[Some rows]
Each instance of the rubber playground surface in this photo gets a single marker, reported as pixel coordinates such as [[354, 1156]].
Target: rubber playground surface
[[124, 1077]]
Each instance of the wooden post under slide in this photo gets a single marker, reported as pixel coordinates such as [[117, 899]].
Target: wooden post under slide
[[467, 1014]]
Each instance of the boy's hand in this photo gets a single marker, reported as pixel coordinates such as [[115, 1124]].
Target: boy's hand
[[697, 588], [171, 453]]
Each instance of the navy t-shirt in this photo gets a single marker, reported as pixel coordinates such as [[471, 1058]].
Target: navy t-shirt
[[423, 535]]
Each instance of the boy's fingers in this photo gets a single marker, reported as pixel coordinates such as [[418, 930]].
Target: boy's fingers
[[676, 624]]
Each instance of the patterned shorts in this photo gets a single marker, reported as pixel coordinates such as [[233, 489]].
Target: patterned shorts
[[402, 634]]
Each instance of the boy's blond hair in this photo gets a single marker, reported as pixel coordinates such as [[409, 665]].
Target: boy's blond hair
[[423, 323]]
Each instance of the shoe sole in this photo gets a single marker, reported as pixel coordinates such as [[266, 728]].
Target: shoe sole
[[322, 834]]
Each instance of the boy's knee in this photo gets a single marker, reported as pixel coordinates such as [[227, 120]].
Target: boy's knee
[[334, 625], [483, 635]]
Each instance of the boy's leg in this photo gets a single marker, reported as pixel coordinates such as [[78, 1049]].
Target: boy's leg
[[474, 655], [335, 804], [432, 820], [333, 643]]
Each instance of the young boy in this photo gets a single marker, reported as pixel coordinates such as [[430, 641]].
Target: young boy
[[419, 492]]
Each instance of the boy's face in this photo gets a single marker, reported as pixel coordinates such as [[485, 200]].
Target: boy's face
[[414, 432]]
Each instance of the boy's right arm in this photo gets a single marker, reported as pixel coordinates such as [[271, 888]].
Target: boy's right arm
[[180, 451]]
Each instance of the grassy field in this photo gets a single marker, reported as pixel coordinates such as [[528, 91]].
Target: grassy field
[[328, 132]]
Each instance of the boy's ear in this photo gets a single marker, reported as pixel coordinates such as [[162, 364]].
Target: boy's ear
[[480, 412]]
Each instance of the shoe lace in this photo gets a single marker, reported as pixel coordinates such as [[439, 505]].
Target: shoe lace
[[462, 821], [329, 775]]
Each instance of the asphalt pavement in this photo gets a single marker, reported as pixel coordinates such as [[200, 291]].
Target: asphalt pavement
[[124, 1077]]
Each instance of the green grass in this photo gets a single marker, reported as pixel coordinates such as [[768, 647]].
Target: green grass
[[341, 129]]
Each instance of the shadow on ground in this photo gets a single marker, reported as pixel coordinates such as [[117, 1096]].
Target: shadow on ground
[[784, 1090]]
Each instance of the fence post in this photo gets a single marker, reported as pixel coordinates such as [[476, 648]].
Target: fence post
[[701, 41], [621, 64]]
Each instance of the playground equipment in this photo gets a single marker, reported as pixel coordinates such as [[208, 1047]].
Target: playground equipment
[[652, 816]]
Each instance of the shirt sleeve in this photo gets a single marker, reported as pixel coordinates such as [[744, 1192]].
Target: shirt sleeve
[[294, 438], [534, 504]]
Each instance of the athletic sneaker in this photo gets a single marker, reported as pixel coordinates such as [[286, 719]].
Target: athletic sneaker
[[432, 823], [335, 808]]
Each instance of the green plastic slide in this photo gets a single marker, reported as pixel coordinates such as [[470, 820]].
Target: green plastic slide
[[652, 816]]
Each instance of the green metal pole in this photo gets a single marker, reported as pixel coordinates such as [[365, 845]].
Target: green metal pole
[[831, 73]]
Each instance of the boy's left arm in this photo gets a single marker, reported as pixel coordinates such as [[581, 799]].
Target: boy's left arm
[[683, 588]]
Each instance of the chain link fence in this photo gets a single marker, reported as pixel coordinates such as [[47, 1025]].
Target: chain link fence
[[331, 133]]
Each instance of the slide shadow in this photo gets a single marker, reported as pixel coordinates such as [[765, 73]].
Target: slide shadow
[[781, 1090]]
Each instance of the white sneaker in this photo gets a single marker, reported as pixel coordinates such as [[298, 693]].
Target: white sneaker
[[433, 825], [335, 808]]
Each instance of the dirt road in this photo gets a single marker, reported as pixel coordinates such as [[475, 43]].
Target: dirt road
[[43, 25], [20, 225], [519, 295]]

(Exercise instructions): Rewrite the rows from the line containing "Each instance of the navy" through the line containing "[[414, 432]]", keeping the request lines and adding 84 to each number in the answer coordinates. Leave the coordinates in the requests unchanged.

(Worked solution):
Each instance of the navy t-shirt in this photo gets a single marker, reported as pixel coordinates such as [[471, 1058]].
Target: navy t-shirt
[[507, 619]]
Each instance of the boy's fingers in this photo gets a single marker, reported as pixel coordinates such as [[418, 930]].
Target: boy's fingers
[[760, 708]]
Each instance of the patterned shorts in this photo gets a single marker, reported as pixel coordinates such as [[233, 489]].
Target: patterned shorts
[[486, 718]]
Each instance of the boy's blond hair in this photo gets a single marker, reported as pixel coordinates such as [[409, 665]].
Target: boy's blond hair
[[507, 407]]
Each instance of the shoe sole in this photo gets a single marker, reported as pixel coordinates such as [[266, 728]].
Target: shoe sole
[[406, 918]]
Each instance of the boy's knee in this photo gets a single marker, reported as pixel coordinates such as [[227, 120]].
Target: boy's knee
[[418, 709], [567, 719]]
Each instance of the boy's leg in this photo gets a single marker, reported as pixel coordinates such as [[78, 1049]].
Target: boy's leg
[[558, 739], [419, 888], [516, 904], [417, 727]]
Each instance of the young boy in this photo gets a single marker, reported as pixel coordinates such as [[430, 641]].
Target: young boy
[[503, 576]]
Each instance of the boy's face in this photo gets a single marker, reported as pixel coordinates such as [[485, 200]].
Target: boy's face
[[498, 516]]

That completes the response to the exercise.